> **Given passage**
=====

Republican officials say the announcement - the latest chapter in a shakeup of President Bush's team - could come as early as Wednesday.
The Washington Post quotes sources familiar with the negotiations as saying that Snow decided to accept the offer after top officials assured him that he would be an active participant in administration policy debates as well as a spokesman.
Snow would be replacing Scott McClellan, who is stepping down in a White House makeover intended to re-energize Bush's presidency, bring in new faces and lift the president's record-low approval ratings. McClellan has served as President Bush's chief spokesman — the most prominent public figure in the White House after Mr. Bush — for nearly three years.
Snow, a Fox News commentator, has written and spoken frequently about the current president — although not always in a complimentary way.
The Center for American Progress, a liberal think tank, circulated unflattering observations by Snow about Bush.
"His (Bush's) wavering conservatism has become an active concern among Republicans, who wish he would stop cowering under the bed and start fighting back against the likes of Harry Reid, Nancy Pelosi and Joe Wilson," Snow wrote last November after Republicans failed to win the governor's race in Virginia. "The newly passive George Bush has become something of an embarrassment."

=====

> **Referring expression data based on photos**
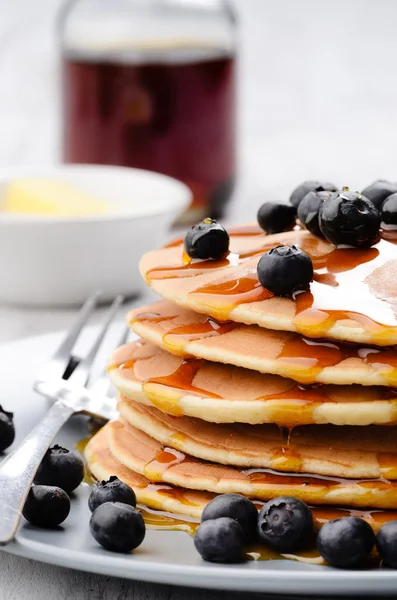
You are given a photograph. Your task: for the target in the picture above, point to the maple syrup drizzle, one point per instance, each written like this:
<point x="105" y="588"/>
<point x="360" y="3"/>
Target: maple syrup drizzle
<point x="239" y="291"/>
<point x="297" y="404"/>
<point x="182" y="379"/>
<point x="340" y="279"/>
<point x="165" y="459"/>
<point x="176" y="339"/>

=====

> **Prompt A**
For the news report on Snow replacing McClellan, decide whether each statement agrees with it. Answer yes or no, quoting the words of the report that settle it.
(i) McClellan had been the president's chief spokesman for close to three years.
(ii) The Center for American Progress is described as a conservative think tank.
(iii) Snow's quoted criticism of Bush was written after Republicans lost the governor's race in Virginia.
> **Prompt B**
Using the news report on Snow replacing McClellan, answer each question briefly:
(i) Which newspaper quotes sources on Snow's decision to accept the offer?
(ii) Which network was Snow a commentator for?
(iii) What is the earliest day the announcement could come?
> **Prompt C**
Carry the news report on Snow replacing McClellan forward from its final sentence.

> **Exercise result A**
(i) Yes: "for nearly three years."
(ii) No: "a liberal think tank"
(iii) Yes: "after Republicans failed to win the governor's race in Virginia"

> **Exercise result B**
(i) The Washington Post
(ii) Fox News
(iii) Wednesday

> **Exercise result C**
Last month, Snow wrote that President Bush and the Republican Congress have "lost control of the federal budget and cannot resist the temptation to stop raiding the public fisc. (treasury)"
Snow, in an Associated Press interview on Tuesday, said: "It's public record. I've written some critical stuff. When you're a columnist, you're going to criticize and you're going to praise."
He declined to say whether he had been offered the White House job. Republicans close to the White House said the press secretary's job had been offered to Snow and that he has accepted. They spoke on condition of anonymity.
One factor in the timing of Snow's decision is said to be a battle last year with cancer, involving six months of chemotherapy. He had a CAT scan last week and is said to have delayed a decision on the White House job until he had a chance to consult with his doctors.
Snow is the host of the "Tony Snow Show" on Fox News Radio and "Weekend Live with Tony Snow" on the Fox News Channel. He served in the administration of President George H.W. Bush, as White House speechwriting director, and later on as a deputy assistant to the president for media affairs.
Brit Hume, Fox's Washington managing editor, told the Washington Post that he was "a little surprised" that Snow would forgo a leave a brand new radio show to take on one of Washington's most demanding jobs.
"I think he's excited by the idea of being on the inside," Hume told the Washington Post. "He believes he will be at the table when decisions are made. For someone of his bent, that's too good to pass up."